─── EXERCISE MATERIAL ───
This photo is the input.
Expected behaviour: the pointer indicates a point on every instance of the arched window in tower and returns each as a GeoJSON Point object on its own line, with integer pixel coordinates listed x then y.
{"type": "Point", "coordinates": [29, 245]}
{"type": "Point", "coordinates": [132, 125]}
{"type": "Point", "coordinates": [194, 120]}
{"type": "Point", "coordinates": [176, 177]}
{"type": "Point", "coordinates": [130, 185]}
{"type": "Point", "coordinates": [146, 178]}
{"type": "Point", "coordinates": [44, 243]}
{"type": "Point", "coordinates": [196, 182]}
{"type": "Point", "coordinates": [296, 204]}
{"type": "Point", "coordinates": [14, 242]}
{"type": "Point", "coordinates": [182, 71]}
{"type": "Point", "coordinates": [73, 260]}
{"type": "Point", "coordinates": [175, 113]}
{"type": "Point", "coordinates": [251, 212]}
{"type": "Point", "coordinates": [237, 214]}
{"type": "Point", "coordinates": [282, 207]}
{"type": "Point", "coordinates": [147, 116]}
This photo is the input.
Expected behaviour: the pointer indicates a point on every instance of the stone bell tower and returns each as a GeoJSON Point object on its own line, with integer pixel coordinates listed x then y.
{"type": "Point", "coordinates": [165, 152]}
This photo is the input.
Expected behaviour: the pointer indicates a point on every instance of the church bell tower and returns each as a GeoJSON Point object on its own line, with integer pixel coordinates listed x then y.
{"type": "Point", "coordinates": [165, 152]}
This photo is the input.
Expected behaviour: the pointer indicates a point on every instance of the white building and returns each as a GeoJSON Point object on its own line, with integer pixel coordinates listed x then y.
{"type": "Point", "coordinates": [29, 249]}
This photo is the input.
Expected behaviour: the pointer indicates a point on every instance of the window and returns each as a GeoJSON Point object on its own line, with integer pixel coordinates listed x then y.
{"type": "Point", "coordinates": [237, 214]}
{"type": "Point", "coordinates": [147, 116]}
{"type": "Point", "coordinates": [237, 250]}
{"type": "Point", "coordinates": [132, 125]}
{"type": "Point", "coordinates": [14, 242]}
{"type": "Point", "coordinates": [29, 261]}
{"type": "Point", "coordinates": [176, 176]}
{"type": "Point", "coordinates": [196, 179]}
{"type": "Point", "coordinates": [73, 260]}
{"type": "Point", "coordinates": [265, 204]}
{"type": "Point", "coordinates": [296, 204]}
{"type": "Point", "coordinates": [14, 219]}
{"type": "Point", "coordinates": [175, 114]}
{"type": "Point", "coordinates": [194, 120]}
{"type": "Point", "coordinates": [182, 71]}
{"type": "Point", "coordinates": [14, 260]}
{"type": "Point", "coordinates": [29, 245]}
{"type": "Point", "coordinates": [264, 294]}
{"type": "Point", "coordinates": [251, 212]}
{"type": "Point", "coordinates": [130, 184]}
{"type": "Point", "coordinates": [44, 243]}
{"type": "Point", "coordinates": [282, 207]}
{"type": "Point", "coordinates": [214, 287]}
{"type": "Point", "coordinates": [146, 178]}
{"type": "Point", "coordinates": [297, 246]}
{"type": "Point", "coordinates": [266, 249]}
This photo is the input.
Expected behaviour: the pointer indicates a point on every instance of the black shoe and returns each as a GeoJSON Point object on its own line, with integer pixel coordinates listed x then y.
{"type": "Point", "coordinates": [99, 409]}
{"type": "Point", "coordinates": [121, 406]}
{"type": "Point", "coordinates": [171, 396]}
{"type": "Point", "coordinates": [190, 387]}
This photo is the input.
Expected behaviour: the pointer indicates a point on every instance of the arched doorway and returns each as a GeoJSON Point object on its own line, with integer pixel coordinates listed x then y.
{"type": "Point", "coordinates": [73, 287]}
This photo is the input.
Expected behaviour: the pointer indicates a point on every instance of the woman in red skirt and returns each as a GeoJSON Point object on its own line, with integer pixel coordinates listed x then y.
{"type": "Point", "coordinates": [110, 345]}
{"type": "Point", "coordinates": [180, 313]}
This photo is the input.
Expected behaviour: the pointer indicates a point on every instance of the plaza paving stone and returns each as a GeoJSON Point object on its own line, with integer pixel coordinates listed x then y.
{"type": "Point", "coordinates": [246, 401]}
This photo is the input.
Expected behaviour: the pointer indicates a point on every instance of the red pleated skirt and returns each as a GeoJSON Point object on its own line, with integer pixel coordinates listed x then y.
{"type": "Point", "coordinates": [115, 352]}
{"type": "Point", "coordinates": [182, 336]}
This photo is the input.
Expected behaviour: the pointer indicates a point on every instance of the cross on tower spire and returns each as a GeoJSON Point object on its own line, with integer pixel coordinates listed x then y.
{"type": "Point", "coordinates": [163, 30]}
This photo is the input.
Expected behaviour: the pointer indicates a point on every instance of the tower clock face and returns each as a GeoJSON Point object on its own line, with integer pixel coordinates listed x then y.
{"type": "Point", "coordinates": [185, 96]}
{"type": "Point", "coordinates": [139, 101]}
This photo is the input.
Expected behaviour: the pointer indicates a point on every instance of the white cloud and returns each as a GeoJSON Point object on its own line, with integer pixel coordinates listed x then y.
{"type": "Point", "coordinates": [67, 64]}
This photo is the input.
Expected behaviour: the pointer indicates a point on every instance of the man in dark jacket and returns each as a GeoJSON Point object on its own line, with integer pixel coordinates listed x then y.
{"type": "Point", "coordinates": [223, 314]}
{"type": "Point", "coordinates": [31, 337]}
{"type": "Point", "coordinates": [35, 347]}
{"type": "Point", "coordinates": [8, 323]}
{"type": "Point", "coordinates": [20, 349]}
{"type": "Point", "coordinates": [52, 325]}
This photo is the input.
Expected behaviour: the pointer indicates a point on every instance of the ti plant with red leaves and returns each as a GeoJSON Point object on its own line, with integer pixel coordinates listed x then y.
───
→ WHAT IS NEEDED
Above are the records; copy all of them exactly.

→ EXPECTED ANSWER
This photo is the input.
Expected behaviour: the pointer indicates a point on every instance of the arched window in tower and returns each as a GeoJSON Point object on its own line, with integer pixel coordinates listed x then y.
{"type": "Point", "coordinates": [29, 245]}
{"type": "Point", "coordinates": [132, 125]}
{"type": "Point", "coordinates": [194, 120]}
{"type": "Point", "coordinates": [176, 177]}
{"type": "Point", "coordinates": [130, 185]}
{"type": "Point", "coordinates": [146, 178]}
{"type": "Point", "coordinates": [44, 243]}
{"type": "Point", "coordinates": [196, 182]}
{"type": "Point", "coordinates": [296, 204]}
{"type": "Point", "coordinates": [14, 242]}
{"type": "Point", "coordinates": [182, 71]}
{"type": "Point", "coordinates": [73, 260]}
{"type": "Point", "coordinates": [175, 113]}
{"type": "Point", "coordinates": [251, 212]}
{"type": "Point", "coordinates": [237, 214]}
{"type": "Point", "coordinates": [282, 207]}
{"type": "Point", "coordinates": [147, 116]}
This photo is the input.
Expected behaviour: the pointer indicates a point on every instance of the stone bell tower and returns each as a GeoJSON Point object on its own line, with integer pixel coordinates listed x then y.
{"type": "Point", "coordinates": [165, 152]}
This photo is the input.
Expected behaviour: the pointer indicates a point on every instance of the church bell tower and returns each as a GeoJSON Point object on its own line, with integer pixel coordinates listed x then y.
{"type": "Point", "coordinates": [165, 152]}
This photo is the input.
Expected behaviour: the pointer indicates a point on every instance of the white building and returns each as a GeoJSON Point object on its own line, with integer pixel coordinates listed x then y.
{"type": "Point", "coordinates": [29, 249]}
This photo is the input.
Expected behaviour: the pointer indicates a point on every instance of the window and returns each as a GeoJSON Point object on its own line, with integer pixel coordinates listed x then y.
{"type": "Point", "coordinates": [237, 214]}
{"type": "Point", "coordinates": [147, 116]}
{"type": "Point", "coordinates": [237, 250]}
{"type": "Point", "coordinates": [132, 125]}
{"type": "Point", "coordinates": [14, 242]}
{"type": "Point", "coordinates": [29, 261]}
{"type": "Point", "coordinates": [176, 176]}
{"type": "Point", "coordinates": [196, 179]}
{"type": "Point", "coordinates": [73, 260]}
{"type": "Point", "coordinates": [265, 204]}
{"type": "Point", "coordinates": [296, 204]}
{"type": "Point", "coordinates": [14, 219]}
{"type": "Point", "coordinates": [175, 114]}
{"type": "Point", "coordinates": [194, 120]}
{"type": "Point", "coordinates": [182, 71]}
{"type": "Point", "coordinates": [14, 260]}
{"type": "Point", "coordinates": [29, 245]}
{"type": "Point", "coordinates": [264, 294]}
{"type": "Point", "coordinates": [251, 212]}
{"type": "Point", "coordinates": [130, 184]}
{"type": "Point", "coordinates": [44, 243]}
{"type": "Point", "coordinates": [282, 207]}
{"type": "Point", "coordinates": [214, 287]}
{"type": "Point", "coordinates": [146, 178]}
{"type": "Point", "coordinates": [297, 246]}
{"type": "Point", "coordinates": [266, 249]}
This photo is the input.
Expected behaviour: the pointer indicates a point on every instance of the black shoe and returns each as a GeoJSON Point object on its own line, with integer pixel coordinates listed x then y.
{"type": "Point", "coordinates": [99, 409]}
{"type": "Point", "coordinates": [121, 406]}
{"type": "Point", "coordinates": [171, 396]}
{"type": "Point", "coordinates": [190, 387]}
This photo is the input.
Expected behaviour: the pointer indicates a point on every instance of the arched doorway and returns each as a GeoJSON Point object on its own line, with integer pixel coordinates listed x then y.
{"type": "Point", "coordinates": [73, 287]}
This photo is the input.
Expected behaviour: the pointer indicates a point on every instance of the woman in red skirt and returns each as a GeoJSON Point object on its own line, with integer pixel coordinates listed x then y.
{"type": "Point", "coordinates": [110, 345]}
{"type": "Point", "coordinates": [180, 313]}
This photo is the input.
Expected behaviour: the pointer indicates a point on every instance of the plaza paving stone and returns each as a GeoJSON Point object on its own line, with integer pixel coordinates listed x then y.
{"type": "Point", "coordinates": [246, 401]}
This photo is the input.
Expected behaviour: the pointer indicates a point on every instance of the red pleated skirt and returns each as a GeoJSON Point object on its own line, with integer pixel coordinates listed x then y.
{"type": "Point", "coordinates": [115, 352]}
{"type": "Point", "coordinates": [182, 336]}
This photo is the input.
Expected behaviour: the pointer indicates a point on every instance of the cross on tower spire and returns each as a GeoJSON Point object on its own line, with integer pixel coordinates listed x then y.
{"type": "Point", "coordinates": [163, 30]}
This photo is the input.
Expected behaviour: the pointer indicates a point on every instance of the tower clock face and returns each as a GeoJSON Point object on its own line, with integer pixel coordinates listed x then y.
{"type": "Point", "coordinates": [185, 96]}
{"type": "Point", "coordinates": [139, 101]}
This photo is the input.
Expected behaviour: the pointer indicates a point on every instance of the white cloud and returns each as a GeoJSON Point object on its own line, with integer pixel coordinates listed x then y.
{"type": "Point", "coordinates": [67, 64]}
This photo is the input.
Expected behaviour: the pointer indicates a point on every instance of the man in dark jacket and returns each as a GeoJSON Point object on its own line, with integer pixel coordinates listed x then y.
{"type": "Point", "coordinates": [223, 314]}
{"type": "Point", "coordinates": [31, 337]}
{"type": "Point", "coordinates": [35, 347]}
{"type": "Point", "coordinates": [8, 323]}
{"type": "Point", "coordinates": [20, 349]}
{"type": "Point", "coordinates": [52, 325]}
This photo is the input.
Expected behaviour: the pointer indicates a point on every instance of the ti plant with red leaves and returns each as a GeoJSON Point object on its own line, with integer pixel coordinates listed x then y.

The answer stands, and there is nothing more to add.